**WRITTEN REQUEST**.
Please gather every line in the entries below that contains the word "head" and copy each one out. Case counts.

(Entries from a collection)
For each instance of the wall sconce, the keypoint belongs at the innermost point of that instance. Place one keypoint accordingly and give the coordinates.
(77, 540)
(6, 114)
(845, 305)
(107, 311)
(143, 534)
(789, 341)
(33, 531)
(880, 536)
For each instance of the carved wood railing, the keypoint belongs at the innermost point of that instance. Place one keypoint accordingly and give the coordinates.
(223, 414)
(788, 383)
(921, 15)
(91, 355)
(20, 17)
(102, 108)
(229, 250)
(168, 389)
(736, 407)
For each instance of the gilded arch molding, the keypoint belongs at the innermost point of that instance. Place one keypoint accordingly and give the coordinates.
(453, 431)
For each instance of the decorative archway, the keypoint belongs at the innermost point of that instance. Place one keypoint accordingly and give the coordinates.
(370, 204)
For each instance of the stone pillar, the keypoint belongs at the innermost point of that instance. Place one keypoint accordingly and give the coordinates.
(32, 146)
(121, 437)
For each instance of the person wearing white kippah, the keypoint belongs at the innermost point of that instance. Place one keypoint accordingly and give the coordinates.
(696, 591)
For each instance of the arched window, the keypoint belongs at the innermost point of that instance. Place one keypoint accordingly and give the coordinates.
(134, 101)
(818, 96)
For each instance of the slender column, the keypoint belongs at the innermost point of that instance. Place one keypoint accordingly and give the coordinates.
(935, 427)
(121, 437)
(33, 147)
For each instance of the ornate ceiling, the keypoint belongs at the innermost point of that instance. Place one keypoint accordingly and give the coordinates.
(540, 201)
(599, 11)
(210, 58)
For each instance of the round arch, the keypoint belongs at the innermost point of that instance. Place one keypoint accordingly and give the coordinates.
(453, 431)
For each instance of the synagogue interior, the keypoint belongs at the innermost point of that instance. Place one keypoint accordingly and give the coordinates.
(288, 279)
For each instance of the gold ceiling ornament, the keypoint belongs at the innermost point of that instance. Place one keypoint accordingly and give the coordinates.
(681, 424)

--

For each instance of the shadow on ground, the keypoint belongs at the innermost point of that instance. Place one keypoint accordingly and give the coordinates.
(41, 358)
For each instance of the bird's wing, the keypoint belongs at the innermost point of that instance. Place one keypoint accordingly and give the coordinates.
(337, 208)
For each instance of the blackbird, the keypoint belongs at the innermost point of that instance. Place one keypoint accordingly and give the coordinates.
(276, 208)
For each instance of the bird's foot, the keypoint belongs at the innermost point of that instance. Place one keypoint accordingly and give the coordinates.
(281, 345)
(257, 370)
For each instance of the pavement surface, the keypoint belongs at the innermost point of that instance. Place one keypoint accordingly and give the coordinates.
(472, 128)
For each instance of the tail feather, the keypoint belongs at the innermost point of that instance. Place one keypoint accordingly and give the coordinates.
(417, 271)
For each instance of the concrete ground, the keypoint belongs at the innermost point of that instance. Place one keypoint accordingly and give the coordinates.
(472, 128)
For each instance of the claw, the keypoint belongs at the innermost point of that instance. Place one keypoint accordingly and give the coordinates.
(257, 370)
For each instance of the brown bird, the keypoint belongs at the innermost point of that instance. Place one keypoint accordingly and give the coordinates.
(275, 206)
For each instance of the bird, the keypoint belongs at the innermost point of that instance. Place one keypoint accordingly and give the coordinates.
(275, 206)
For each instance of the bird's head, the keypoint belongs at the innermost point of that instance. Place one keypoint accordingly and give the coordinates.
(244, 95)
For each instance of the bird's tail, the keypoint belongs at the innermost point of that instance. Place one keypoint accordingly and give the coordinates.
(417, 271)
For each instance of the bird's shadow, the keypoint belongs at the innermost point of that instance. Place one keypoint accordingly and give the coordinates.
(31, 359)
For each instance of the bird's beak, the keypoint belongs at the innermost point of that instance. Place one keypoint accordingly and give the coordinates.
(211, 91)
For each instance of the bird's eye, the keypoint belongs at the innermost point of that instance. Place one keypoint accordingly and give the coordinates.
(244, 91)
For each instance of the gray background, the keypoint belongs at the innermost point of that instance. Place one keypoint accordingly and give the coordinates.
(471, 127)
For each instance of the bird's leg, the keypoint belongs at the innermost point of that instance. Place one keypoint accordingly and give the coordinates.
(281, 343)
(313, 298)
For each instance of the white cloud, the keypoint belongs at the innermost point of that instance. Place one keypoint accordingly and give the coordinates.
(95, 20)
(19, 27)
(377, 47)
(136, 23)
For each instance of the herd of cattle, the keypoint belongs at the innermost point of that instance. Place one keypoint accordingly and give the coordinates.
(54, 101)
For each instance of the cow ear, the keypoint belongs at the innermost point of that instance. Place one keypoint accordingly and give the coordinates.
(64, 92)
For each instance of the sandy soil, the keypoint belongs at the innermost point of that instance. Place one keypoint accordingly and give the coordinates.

==

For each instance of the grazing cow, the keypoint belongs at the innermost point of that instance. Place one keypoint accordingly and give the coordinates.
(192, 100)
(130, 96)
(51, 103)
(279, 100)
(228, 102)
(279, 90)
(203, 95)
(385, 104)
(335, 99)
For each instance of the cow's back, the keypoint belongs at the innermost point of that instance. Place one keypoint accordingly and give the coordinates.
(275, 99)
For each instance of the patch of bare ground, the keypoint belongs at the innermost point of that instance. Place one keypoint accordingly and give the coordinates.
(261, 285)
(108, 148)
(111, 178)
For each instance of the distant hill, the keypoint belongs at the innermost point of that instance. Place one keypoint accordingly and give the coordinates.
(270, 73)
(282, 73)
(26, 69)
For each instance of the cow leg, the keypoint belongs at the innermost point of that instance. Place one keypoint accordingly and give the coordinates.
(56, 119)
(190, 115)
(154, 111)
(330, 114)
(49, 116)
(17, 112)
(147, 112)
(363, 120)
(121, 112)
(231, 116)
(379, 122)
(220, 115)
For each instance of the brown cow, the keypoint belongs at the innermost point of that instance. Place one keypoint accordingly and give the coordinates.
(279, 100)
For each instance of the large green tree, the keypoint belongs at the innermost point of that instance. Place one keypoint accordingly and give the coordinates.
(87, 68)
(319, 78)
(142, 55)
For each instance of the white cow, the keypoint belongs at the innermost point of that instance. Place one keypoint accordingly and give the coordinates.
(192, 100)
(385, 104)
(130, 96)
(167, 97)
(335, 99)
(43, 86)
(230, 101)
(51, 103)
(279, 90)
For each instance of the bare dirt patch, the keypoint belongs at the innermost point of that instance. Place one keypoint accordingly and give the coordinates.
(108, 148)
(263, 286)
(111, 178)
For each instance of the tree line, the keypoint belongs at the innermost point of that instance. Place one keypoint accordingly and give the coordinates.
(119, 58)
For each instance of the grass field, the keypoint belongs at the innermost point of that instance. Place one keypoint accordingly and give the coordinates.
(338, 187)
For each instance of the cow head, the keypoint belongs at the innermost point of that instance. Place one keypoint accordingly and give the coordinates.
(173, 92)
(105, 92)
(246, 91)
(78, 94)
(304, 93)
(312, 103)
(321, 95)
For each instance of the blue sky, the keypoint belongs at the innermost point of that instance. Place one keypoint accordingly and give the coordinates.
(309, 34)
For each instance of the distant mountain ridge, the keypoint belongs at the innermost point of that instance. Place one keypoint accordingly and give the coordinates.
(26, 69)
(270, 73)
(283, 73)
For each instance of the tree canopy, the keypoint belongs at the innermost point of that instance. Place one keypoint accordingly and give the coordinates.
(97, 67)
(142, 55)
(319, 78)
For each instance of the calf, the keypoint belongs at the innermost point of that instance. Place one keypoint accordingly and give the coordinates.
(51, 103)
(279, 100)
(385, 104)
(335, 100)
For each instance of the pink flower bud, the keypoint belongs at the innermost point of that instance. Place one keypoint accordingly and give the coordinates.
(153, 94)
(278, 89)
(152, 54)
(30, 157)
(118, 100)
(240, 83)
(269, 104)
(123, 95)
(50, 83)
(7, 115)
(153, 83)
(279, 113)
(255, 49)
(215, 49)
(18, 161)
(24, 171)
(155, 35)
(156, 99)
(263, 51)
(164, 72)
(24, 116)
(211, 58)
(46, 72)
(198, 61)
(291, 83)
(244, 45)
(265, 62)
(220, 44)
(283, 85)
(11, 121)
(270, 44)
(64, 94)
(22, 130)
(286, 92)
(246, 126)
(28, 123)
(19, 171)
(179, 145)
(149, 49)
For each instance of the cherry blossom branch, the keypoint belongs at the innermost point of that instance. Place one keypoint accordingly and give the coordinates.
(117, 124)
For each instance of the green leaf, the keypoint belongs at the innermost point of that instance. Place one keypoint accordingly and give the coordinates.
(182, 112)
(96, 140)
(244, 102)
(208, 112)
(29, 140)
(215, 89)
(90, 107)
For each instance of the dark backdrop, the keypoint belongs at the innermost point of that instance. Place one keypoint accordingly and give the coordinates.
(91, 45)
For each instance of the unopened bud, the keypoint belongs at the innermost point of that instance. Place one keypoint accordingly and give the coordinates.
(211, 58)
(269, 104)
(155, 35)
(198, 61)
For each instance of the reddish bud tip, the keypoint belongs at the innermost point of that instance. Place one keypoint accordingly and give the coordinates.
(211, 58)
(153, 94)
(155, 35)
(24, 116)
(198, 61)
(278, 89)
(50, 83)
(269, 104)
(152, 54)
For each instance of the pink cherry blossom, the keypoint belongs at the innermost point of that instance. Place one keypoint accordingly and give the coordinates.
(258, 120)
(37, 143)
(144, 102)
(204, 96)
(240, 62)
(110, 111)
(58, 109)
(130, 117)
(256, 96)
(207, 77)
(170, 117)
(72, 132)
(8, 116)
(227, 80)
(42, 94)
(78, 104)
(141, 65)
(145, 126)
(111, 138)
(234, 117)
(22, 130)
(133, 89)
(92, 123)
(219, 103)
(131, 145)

**FINAL RESULT**.
For each instance of the bird's head, the keypoint belongs at the innermost point of that instance. Place one keypoint accordingly and give the coordinates.
For each instance of the cow head, the keypoint belongs at the innermost point of that instance. Place one keypoint accordingly and give the coordinates.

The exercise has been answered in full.